### Your instructions
Please count how many lines in the items below contain the string "tree", and reply with that number only.

---------- Supplied entries

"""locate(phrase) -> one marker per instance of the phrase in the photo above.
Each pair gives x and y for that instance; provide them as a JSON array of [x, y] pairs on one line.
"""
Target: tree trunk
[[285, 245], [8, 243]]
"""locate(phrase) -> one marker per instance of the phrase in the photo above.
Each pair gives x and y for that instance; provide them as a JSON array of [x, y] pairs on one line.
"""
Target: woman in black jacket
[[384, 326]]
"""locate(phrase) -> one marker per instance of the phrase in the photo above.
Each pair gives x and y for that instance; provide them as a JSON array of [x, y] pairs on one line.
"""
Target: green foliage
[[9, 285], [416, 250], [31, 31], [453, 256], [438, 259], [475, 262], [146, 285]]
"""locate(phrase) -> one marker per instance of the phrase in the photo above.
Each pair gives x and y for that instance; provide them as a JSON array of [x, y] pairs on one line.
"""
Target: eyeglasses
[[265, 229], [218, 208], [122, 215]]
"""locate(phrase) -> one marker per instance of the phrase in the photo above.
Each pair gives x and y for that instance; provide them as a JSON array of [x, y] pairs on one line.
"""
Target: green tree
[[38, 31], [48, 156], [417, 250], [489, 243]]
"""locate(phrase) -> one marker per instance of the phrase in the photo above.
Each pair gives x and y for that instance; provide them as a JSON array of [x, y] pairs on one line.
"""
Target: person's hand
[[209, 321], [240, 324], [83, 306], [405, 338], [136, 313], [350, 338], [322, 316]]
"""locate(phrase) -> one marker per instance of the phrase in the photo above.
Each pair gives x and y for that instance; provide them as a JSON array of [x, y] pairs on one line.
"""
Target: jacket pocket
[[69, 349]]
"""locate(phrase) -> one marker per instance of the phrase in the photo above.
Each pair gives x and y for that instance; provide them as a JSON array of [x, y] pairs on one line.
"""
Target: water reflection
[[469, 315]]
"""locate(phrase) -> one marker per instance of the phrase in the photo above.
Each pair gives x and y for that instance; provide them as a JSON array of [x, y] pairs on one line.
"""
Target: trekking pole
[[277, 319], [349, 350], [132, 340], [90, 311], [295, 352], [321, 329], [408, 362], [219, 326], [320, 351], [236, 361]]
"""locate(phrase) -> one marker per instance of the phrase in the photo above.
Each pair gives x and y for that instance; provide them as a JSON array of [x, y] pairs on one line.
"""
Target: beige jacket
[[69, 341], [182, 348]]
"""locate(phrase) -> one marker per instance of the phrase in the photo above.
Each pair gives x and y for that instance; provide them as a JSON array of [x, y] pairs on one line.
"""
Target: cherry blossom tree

--------------------

### Solution
3